Prompt:
Your copy of the listing should match it exactly, only without pictures.

Records to process:
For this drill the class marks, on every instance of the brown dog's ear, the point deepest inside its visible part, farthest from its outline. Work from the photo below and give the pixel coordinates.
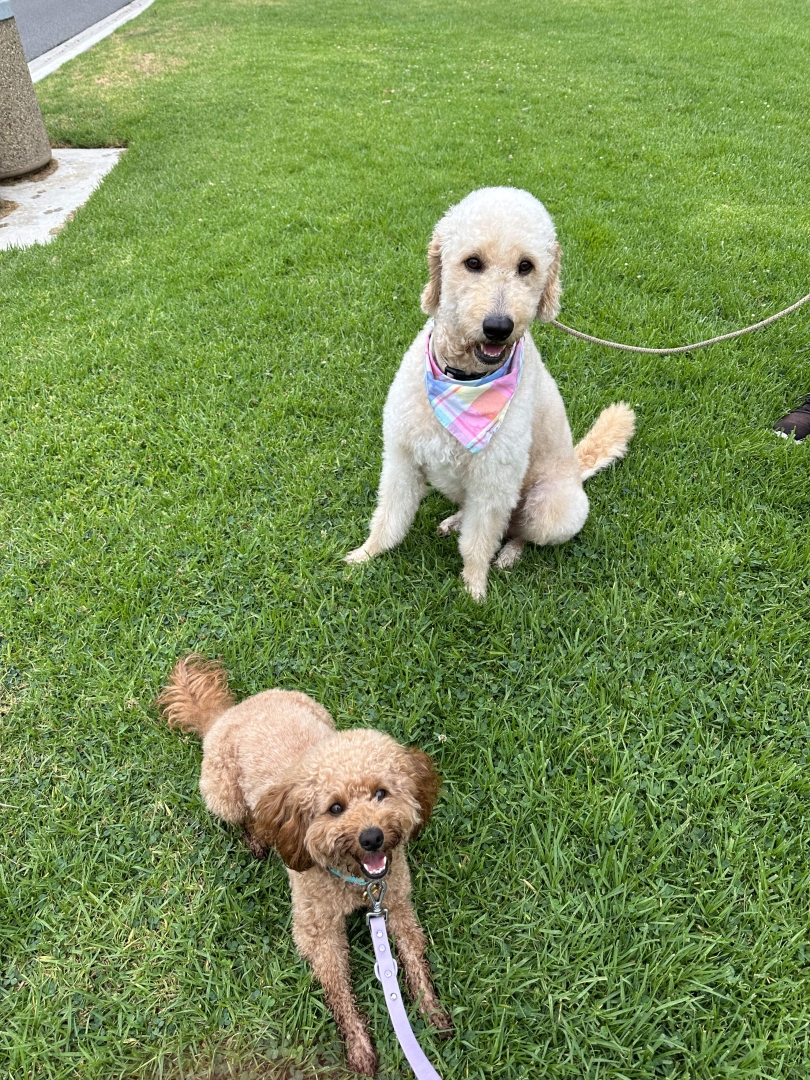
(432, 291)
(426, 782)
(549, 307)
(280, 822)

Exercise solution:
For this drill the class marks, on every instance of the brown dog's ear, the point deepest inside its visible part, farthest from its outline. Work from the photo below and give the pixel coordinates.
(432, 291)
(426, 782)
(549, 307)
(280, 822)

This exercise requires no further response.